PROBLEM STATEMENT: Each line from the one containing "Enumerate every white book" through the last line of the records is to be repeated exactly, with all pictures left out.

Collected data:
::::

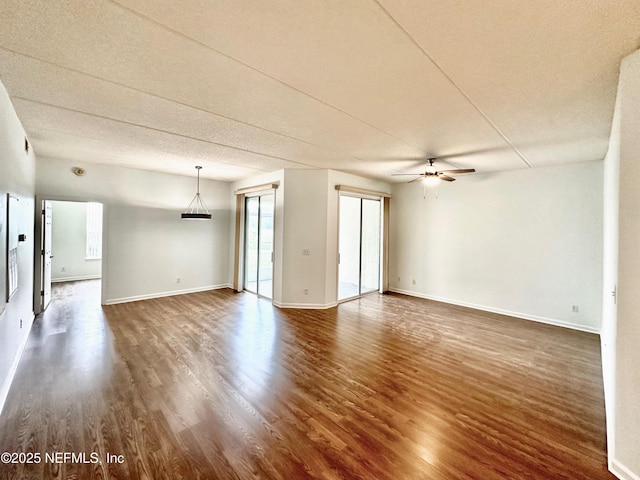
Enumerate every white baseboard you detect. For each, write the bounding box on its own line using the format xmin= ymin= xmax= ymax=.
xmin=0 ymin=313 xmax=34 ymax=418
xmin=273 ymin=301 xmax=338 ymax=309
xmin=103 ymin=284 xmax=232 ymax=305
xmin=610 ymin=458 xmax=640 ymax=480
xmin=52 ymin=274 xmax=101 ymax=283
xmin=388 ymin=288 xmax=600 ymax=334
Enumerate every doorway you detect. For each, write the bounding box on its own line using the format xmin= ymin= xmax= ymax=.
xmin=244 ymin=193 xmax=274 ymax=299
xmin=338 ymin=195 xmax=381 ymax=301
xmin=35 ymin=199 xmax=104 ymax=313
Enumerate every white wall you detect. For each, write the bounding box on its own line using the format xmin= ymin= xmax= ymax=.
xmin=280 ymin=169 xmax=329 ymax=307
xmin=51 ymin=200 xmax=102 ymax=282
xmin=390 ymin=161 xmax=603 ymax=332
xmin=36 ymin=157 xmax=231 ymax=304
xmin=604 ymin=48 xmax=640 ymax=480
xmin=0 ymin=82 xmax=36 ymax=416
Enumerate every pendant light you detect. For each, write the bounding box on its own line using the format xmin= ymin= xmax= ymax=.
xmin=181 ymin=166 xmax=212 ymax=219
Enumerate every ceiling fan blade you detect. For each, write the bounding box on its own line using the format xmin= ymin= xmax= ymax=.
xmin=408 ymin=176 xmax=425 ymax=183
xmin=438 ymin=174 xmax=456 ymax=182
xmin=438 ymin=168 xmax=476 ymax=175
xmin=392 ymin=173 xmax=423 ymax=176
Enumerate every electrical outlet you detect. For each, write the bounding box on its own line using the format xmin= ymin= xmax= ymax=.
xmin=572 ymin=305 xmax=579 ymax=313
xmin=397 ymin=277 xmax=400 ymax=282
xmin=304 ymin=288 xmax=309 ymax=295
xmin=302 ymin=249 xmax=311 ymax=256
xmin=61 ymin=266 xmax=66 ymax=272
xmin=176 ymin=277 xmax=181 ymax=284
xmin=412 ymin=279 xmax=416 ymax=285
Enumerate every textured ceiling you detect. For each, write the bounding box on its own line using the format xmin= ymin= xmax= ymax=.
xmin=1 ymin=0 xmax=639 ymax=182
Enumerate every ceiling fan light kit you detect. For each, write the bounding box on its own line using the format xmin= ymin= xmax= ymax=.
xmin=182 ymin=166 xmax=212 ymax=220
xmin=422 ymin=175 xmax=439 ymax=187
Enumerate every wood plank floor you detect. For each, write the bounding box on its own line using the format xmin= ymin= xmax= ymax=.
xmin=0 ymin=280 xmax=613 ymax=479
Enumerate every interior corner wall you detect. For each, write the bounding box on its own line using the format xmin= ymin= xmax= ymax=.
xmin=606 ymin=48 xmax=640 ymax=480
xmin=231 ymin=169 xmax=391 ymax=308
xmin=389 ymin=161 xmax=603 ymax=333
xmin=36 ymin=157 xmax=232 ymax=304
xmin=280 ymin=169 xmax=330 ymax=307
xmin=0 ymin=82 xmax=36 ymax=416
xmin=51 ymin=201 xmax=101 ymax=282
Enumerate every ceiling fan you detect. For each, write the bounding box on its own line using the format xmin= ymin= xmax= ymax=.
xmin=392 ymin=158 xmax=475 ymax=183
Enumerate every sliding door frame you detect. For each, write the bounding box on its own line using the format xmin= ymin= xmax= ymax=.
xmin=233 ymin=183 xmax=279 ymax=299
xmin=243 ymin=192 xmax=274 ymax=299
xmin=335 ymin=185 xmax=391 ymax=303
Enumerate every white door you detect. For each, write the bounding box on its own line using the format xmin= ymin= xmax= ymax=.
xmin=41 ymin=200 xmax=53 ymax=311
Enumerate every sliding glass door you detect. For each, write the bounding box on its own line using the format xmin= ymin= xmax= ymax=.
xmin=360 ymin=198 xmax=381 ymax=294
xmin=244 ymin=193 xmax=274 ymax=299
xmin=338 ymin=195 xmax=381 ymax=301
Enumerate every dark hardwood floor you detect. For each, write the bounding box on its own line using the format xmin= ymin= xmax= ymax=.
xmin=0 ymin=280 xmax=612 ymax=479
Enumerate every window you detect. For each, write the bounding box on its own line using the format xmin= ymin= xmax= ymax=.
xmin=86 ymin=202 xmax=103 ymax=259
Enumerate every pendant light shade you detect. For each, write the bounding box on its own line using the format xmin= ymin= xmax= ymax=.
xmin=182 ymin=166 xmax=212 ymax=220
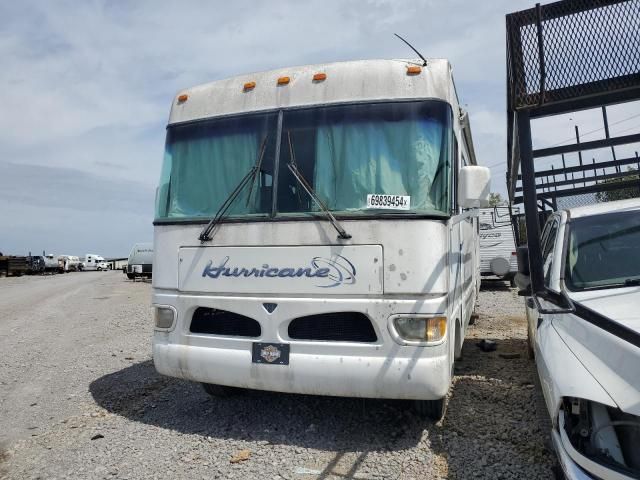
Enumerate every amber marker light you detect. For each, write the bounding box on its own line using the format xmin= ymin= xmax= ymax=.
xmin=177 ymin=94 xmax=188 ymax=103
xmin=243 ymin=81 xmax=256 ymax=91
xmin=406 ymin=65 xmax=422 ymax=75
xmin=313 ymin=73 xmax=327 ymax=82
xmin=277 ymin=76 xmax=291 ymax=85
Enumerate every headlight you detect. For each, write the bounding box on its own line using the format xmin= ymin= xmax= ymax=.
xmin=154 ymin=306 xmax=175 ymax=329
xmin=392 ymin=316 xmax=447 ymax=343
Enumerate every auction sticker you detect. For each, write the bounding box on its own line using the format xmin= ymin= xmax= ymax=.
xmin=366 ymin=194 xmax=411 ymax=210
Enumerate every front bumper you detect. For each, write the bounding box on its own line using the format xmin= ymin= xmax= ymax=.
xmin=552 ymin=429 xmax=595 ymax=480
xmin=152 ymin=292 xmax=451 ymax=400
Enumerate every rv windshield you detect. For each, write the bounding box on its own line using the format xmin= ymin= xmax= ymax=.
xmin=156 ymin=101 xmax=452 ymax=220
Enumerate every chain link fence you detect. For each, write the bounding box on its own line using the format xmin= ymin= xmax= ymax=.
xmin=507 ymin=0 xmax=640 ymax=110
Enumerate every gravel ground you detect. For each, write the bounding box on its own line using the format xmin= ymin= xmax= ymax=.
xmin=0 ymin=273 xmax=554 ymax=479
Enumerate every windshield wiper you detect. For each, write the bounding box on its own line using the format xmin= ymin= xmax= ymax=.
xmin=575 ymin=278 xmax=640 ymax=290
xmin=286 ymin=132 xmax=351 ymax=240
xmin=198 ymin=137 xmax=268 ymax=242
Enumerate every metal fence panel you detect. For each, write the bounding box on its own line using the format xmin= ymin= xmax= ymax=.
xmin=507 ymin=0 xmax=640 ymax=110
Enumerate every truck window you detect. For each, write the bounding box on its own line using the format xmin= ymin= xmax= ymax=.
xmin=565 ymin=210 xmax=640 ymax=291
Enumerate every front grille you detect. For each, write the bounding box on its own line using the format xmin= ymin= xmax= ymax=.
xmin=288 ymin=312 xmax=377 ymax=342
xmin=190 ymin=308 xmax=261 ymax=337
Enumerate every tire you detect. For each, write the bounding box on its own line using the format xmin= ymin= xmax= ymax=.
xmin=126 ymin=273 xmax=135 ymax=280
xmin=414 ymin=397 xmax=446 ymax=421
xmin=201 ymin=383 xmax=243 ymax=397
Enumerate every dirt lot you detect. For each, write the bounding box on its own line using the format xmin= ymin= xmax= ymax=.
xmin=0 ymin=272 xmax=554 ymax=479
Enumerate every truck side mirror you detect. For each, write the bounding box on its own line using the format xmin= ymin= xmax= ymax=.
xmin=458 ymin=166 xmax=491 ymax=209
xmin=515 ymin=245 xmax=531 ymax=296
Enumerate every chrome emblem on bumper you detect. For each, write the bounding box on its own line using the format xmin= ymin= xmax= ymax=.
xmin=260 ymin=345 xmax=282 ymax=363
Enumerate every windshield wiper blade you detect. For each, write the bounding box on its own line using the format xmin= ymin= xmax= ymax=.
xmin=287 ymin=163 xmax=351 ymax=239
xmin=198 ymin=137 xmax=268 ymax=242
xmin=286 ymin=132 xmax=351 ymax=240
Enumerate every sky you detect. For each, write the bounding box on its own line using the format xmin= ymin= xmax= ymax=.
xmin=1 ymin=0 xmax=638 ymax=257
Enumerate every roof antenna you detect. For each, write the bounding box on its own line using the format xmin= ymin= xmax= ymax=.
xmin=394 ymin=33 xmax=427 ymax=66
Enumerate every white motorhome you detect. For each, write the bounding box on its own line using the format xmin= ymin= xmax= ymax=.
xmin=479 ymin=206 xmax=518 ymax=283
xmin=82 ymin=254 xmax=108 ymax=271
xmin=152 ymin=59 xmax=490 ymax=419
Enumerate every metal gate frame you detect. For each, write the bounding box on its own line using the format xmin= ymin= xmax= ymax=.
xmin=506 ymin=0 xmax=640 ymax=295
xmin=506 ymin=0 xmax=640 ymax=346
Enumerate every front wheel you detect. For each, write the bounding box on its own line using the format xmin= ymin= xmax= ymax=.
xmin=414 ymin=398 xmax=446 ymax=421
xmin=201 ymin=383 xmax=243 ymax=397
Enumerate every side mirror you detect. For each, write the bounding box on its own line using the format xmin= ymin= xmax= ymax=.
xmin=458 ymin=166 xmax=490 ymax=209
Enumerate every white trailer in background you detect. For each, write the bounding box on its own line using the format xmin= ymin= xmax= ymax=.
xmin=151 ymin=59 xmax=490 ymax=420
xmin=126 ymin=243 xmax=153 ymax=280
xmin=43 ymin=253 xmax=59 ymax=273
xmin=479 ymin=206 xmax=518 ymax=283
xmin=58 ymin=255 xmax=81 ymax=272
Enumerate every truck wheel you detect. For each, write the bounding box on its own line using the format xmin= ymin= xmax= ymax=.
xmin=126 ymin=273 xmax=135 ymax=280
xmin=414 ymin=398 xmax=446 ymax=421
xmin=201 ymin=383 xmax=243 ymax=398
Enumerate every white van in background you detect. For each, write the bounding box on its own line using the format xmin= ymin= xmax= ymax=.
xmin=479 ymin=206 xmax=518 ymax=284
xmin=83 ymin=254 xmax=108 ymax=271
xmin=126 ymin=243 xmax=153 ymax=279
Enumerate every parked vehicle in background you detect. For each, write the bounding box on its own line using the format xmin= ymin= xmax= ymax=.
xmin=479 ymin=206 xmax=518 ymax=285
xmin=0 ymin=256 xmax=29 ymax=277
xmin=519 ymin=198 xmax=640 ymax=479
xmin=83 ymin=254 xmax=108 ymax=271
xmin=43 ymin=253 xmax=59 ymax=273
xmin=58 ymin=255 xmax=81 ymax=273
xmin=151 ymin=59 xmax=490 ymax=420
xmin=96 ymin=260 xmax=109 ymax=271
xmin=27 ymin=255 xmax=45 ymax=274
xmin=126 ymin=243 xmax=153 ymax=279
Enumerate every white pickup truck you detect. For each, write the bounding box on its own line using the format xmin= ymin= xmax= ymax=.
xmin=520 ymin=198 xmax=640 ymax=480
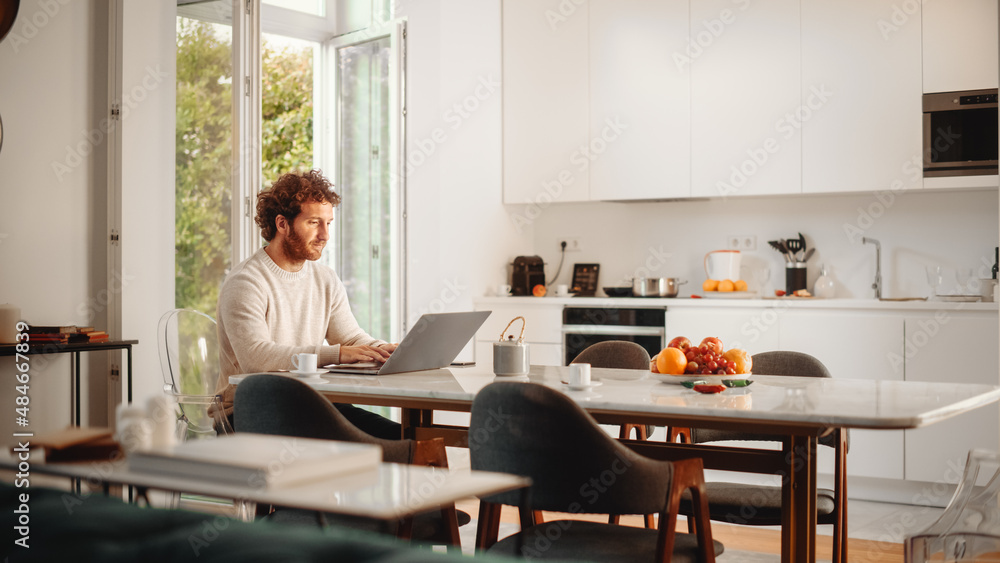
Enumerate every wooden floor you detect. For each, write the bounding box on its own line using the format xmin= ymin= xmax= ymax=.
xmin=454 ymin=499 xmax=906 ymax=562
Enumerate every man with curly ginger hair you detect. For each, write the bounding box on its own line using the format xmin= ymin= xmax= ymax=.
xmin=214 ymin=169 xmax=400 ymax=438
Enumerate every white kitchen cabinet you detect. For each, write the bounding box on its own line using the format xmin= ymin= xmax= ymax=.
xmin=502 ymin=0 xmax=590 ymax=205
xmin=665 ymin=307 xmax=781 ymax=354
xmin=474 ymin=301 xmax=563 ymax=366
xmin=779 ymin=310 xmax=906 ymax=480
xmin=587 ymin=0 xmax=690 ymax=201
xmin=801 ymin=0 xmax=923 ymax=194
xmin=922 ymin=0 xmax=999 ymax=93
xmin=690 ymin=0 xmax=801 ymax=198
xmin=904 ymin=315 xmax=1000 ymax=484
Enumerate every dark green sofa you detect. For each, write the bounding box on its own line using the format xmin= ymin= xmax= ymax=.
xmin=1 ymin=481 xmax=513 ymax=562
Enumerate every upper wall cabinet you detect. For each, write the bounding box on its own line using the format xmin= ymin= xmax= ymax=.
xmin=922 ymin=0 xmax=999 ymax=93
xmin=690 ymin=0 xmax=802 ymax=198
xmin=801 ymin=0 xmax=923 ymax=194
xmin=502 ymin=0 xmax=591 ymax=205
xmin=588 ymin=1 xmax=690 ymax=200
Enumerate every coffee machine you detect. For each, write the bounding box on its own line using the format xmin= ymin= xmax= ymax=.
xmin=511 ymin=256 xmax=545 ymax=296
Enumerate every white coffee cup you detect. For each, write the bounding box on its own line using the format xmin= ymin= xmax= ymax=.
xmin=291 ymin=352 xmax=319 ymax=373
xmin=569 ymin=363 xmax=591 ymax=388
xmin=555 ymin=284 xmax=569 ymax=296
xmin=497 ymin=284 xmax=512 ymax=297
xmin=146 ymin=395 xmax=178 ymax=448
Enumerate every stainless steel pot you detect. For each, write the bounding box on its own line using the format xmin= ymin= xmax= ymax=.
xmin=631 ymin=277 xmax=687 ymax=297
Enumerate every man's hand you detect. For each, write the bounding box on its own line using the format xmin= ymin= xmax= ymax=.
xmin=340 ymin=345 xmax=392 ymax=364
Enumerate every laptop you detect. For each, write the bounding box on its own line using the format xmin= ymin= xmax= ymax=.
xmin=324 ymin=311 xmax=491 ymax=376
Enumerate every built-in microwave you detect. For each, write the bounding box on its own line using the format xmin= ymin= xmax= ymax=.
xmin=923 ymin=89 xmax=998 ymax=177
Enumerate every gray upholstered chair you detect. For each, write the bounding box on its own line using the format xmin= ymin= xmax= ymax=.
xmin=233 ymin=373 xmax=469 ymax=548
xmin=675 ymin=350 xmax=849 ymax=563
xmin=470 ymin=381 xmax=723 ymax=562
xmin=570 ymin=340 xmax=653 ymax=441
xmin=571 ymin=340 xmax=656 ymax=528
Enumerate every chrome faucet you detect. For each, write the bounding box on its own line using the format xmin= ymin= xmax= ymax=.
xmin=863 ymin=237 xmax=882 ymax=299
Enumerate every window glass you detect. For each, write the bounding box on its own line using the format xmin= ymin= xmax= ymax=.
xmin=175 ymin=10 xmax=234 ymax=314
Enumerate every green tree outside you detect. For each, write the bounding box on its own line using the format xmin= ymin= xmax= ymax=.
xmin=175 ymin=19 xmax=314 ymax=315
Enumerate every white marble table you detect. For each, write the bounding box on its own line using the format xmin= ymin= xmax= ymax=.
xmin=232 ymin=365 xmax=1000 ymax=562
xmin=1 ymin=457 xmax=528 ymax=523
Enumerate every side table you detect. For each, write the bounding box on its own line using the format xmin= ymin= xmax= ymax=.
xmin=0 ymin=340 xmax=137 ymax=426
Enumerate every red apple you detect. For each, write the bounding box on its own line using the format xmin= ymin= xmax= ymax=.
xmin=667 ymin=336 xmax=691 ymax=350
xmin=700 ymin=336 xmax=724 ymax=354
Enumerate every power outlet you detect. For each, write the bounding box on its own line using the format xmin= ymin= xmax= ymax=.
xmin=560 ymin=237 xmax=582 ymax=252
xmin=727 ymin=234 xmax=757 ymax=251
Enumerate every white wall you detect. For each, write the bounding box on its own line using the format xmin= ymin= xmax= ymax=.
xmin=396 ymin=0 xmax=533 ymax=347
xmin=0 ymin=0 xmax=174 ymax=439
xmin=119 ymin=0 xmax=176 ymax=409
xmin=0 ymin=1 xmax=110 ymax=436
xmin=529 ymin=189 xmax=999 ymax=300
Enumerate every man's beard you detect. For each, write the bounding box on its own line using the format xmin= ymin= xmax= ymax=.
xmin=282 ymin=227 xmax=325 ymax=261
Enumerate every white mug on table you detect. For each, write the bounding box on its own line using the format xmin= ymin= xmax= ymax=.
xmin=555 ymin=284 xmax=569 ymax=297
xmin=291 ymin=352 xmax=318 ymax=373
xmin=569 ymin=363 xmax=591 ymax=388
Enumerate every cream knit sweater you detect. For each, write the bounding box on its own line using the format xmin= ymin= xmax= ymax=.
xmin=214 ymin=248 xmax=384 ymax=413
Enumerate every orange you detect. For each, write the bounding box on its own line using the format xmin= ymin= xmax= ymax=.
xmin=734 ymin=279 xmax=748 ymax=292
xmin=655 ymin=347 xmax=688 ymax=375
xmin=702 ymin=279 xmax=719 ymax=292
xmin=718 ymin=279 xmax=735 ymax=292
xmin=532 ymin=284 xmax=546 ymax=297
xmin=723 ymin=348 xmax=752 ymax=374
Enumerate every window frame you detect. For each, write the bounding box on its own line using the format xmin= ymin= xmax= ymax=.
xmin=323 ymin=20 xmax=407 ymax=340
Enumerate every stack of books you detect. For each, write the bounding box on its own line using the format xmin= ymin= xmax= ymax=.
xmin=27 ymin=325 xmax=109 ymax=345
xmin=127 ymin=434 xmax=382 ymax=488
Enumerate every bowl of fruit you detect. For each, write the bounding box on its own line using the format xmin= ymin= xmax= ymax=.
xmin=649 ymin=336 xmax=752 ymax=386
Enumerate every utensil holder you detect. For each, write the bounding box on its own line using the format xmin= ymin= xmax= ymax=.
xmin=785 ymin=263 xmax=807 ymax=295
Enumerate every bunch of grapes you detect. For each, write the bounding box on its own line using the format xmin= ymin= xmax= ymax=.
xmin=683 ymin=345 xmax=737 ymax=375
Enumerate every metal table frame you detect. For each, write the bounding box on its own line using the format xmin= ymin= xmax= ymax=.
xmin=0 ymin=340 xmax=137 ymax=425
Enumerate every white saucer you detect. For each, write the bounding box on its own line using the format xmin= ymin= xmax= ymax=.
xmin=560 ymin=381 xmax=603 ymax=391
xmin=289 ymin=369 xmax=329 ymax=377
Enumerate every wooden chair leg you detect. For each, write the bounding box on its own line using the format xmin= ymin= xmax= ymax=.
xmin=475 ymin=501 xmax=501 ymax=550
xmin=663 ymin=458 xmax=716 ymax=563
xmin=833 ymin=429 xmax=848 ymax=563
xmin=667 ymin=426 xmax=691 ymax=443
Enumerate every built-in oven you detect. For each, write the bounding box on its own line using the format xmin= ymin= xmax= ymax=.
xmin=562 ymin=307 xmax=666 ymax=366
xmin=923 ymin=89 xmax=998 ymax=177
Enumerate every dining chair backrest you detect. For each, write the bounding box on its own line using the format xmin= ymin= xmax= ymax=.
xmin=570 ymin=340 xmax=650 ymax=370
xmin=470 ymin=381 xmax=673 ymax=515
xmin=156 ymin=308 xmax=232 ymax=438
xmin=690 ymin=350 xmax=846 ymax=448
xmin=906 ymin=448 xmax=1000 ymax=562
xmin=233 ymin=373 xmax=414 ymax=463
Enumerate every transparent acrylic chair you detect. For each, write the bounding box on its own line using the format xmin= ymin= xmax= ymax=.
xmin=906 ymin=449 xmax=1000 ymax=562
xmin=157 ymin=308 xmax=233 ymax=440
xmin=156 ymin=308 xmax=249 ymax=519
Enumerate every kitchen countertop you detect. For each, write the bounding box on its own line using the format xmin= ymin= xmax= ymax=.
xmin=474 ymin=295 xmax=999 ymax=312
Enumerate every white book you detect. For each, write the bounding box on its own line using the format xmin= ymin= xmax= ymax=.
xmin=127 ymin=433 xmax=381 ymax=488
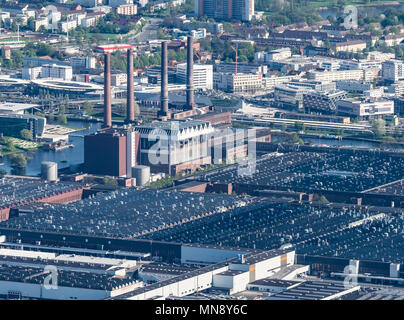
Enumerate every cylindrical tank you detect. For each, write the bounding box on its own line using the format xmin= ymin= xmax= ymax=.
xmin=132 ymin=165 xmax=150 ymax=186
xmin=41 ymin=161 xmax=57 ymax=182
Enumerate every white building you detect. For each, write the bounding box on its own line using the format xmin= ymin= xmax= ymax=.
xmin=382 ymin=60 xmax=404 ymax=82
xmin=116 ymin=4 xmax=138 ymax=15
xmin=367 ymin=51 xmax=395 ymax=62
xmin=308 ymin=69 xmax=378 ymax=82
xmin=59 ymin=20 xmax=78 ymax=32
xmin=214 ymin=72 xmax=263 ymax=93
xmin=335 ymin=80 xmax=372 ymax=93
xmin=176 ymin=63 xmax=213 ymax=90
xmin=337 ymin=98 xmax=394 ymax=119
xmin=70 ymin=56 xmax=96 ymax=69
xmin=41 ymin=64 xmax=73 ymax=81
xmin=22 ymin=66 xmax=42 ymax=80
xmin=264 ymin=48 xmax=292 ymax=62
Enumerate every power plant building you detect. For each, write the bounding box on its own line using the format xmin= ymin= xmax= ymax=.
xmin=84 ymin=127 xmax=140 ymax=177
xmin=136 ymin=120 xmax=214 ymax=174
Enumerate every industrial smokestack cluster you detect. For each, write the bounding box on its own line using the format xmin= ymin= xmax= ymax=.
xmin=103 ymin=52 xmax=112 ymax=128
xmin=126 ymin=48 xmax=134 ymax=123
xmin=160 ymin=41 xmax=169 ymax=118
xmin=186 ymin=36 xmax=195 ymax=109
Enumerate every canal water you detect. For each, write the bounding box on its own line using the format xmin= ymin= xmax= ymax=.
xmin=0 ymin=120 xmax=102 ymax=177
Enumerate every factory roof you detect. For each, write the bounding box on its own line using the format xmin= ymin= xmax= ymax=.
xmin=267 ymin=281 xmax=360 ymax=300
xmin=216 ymin=270 xmax=246 ymax=276
xmin=140 ymin=262 xmax=197 ymax=275
xmin=249 ymin=278 xmax=301 ymax=288
xmin=0 ymin=177 xmax=83 ymax=210
xmin=0 ymin=264 xmax=136 ymax=290
xmin=0 ymin=189 xmax=251 ymax=239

::::

SOLVED PROBLEM:
Enumerate every white book you detect. For each, write the bounding box on its own line using the format xmin= ymin= xmax= ymax=.
xmin=127 ymin=433 xmax=381 ymax=488
Enumerate every cylindrical tank you detect. For each, write the bounding box on its own line using the format xmin= ymin= xmax= ymax=.
xmin=132 ymin=165 xmax=150 ymax=186
xmin=41 ymin=161 xmax=57 ymax=182
Enumerate every white building you detect. For each, write the bounding box on its own line using the format xmin= ymin= xmax= ymax=.
xmin=382 ymin=60 xmax=404 ymax=82
xmin=116 ymin=4 xmax=138 ymax=15
xmin=367 ymin=51 xmax=395 ymax=62
xmin=308 ymin=69 xmax=378 ymax=82
xmin=59 ymin=20 xmax=78 ymax=32
xmin=214 ymin=72 xmax=263 ymax=93
xmin=335 ymin=80 xmax=372 ymax=93
xmin=176 ymin=63 xmax=213 ymax=90
xmin=337 ymin=98 xmax=394 ymax=119
xmin=70 ymin=56 xmax=96 ymax=69
xmin=41 ymin=64 xmax=73 ymax=81
xmin=22 ymin=66 xmax=42 ymax=80
xmin=264 ymin=48 xmax=292 ymax=62
Enumerate every power plant building you detect. For each, write the bounding box on its own line using the format xmin= ymin= xmax= ymax=.
xmin=84 ymin=127 xmax=140 ymax=177
xmin=136 ymin=120 xmax=214 ymax=174
Enumerate every industrial smokestack cluster you detect. For each, write the bounding box on its own line using the format xmin= ymin= xmax= ymax=.
xmin=103 ymin=52 xmax=112 ymax=128
xmin=126 ymin=48 xmax=134 ymax=123
xmin=160 ymin=41 xmax=169 ymax=118
xmin=186 ymin=36 xmax=195 ymax=109
Enumerate every canal water you detect. For each, write the bounding box on its own line using the format xmin= ymin= xmax= ymax=.
xmin=0 ymin=120 xmax=102 ymax=177
Enumerate every factory roof you detect. For each, write the bounding box on its own line using the format xmin= ymin= xmax= ymax=.
xmin=267 ymin=281 xmax=360 ymax=300
xmin=216 ymin=270 xmax=246 ymax=276
xmin=140 ymin=262 xmax=197 ymax=275
xmin=249 ymin=278 xmax=301 ymax=288
xmin=0 ymin=177 xmax=83 ymax=210
xmin=0 ymin=264 xmax=136 ymax=290
xmin=0 ymin=189 xmax=251 ymax=239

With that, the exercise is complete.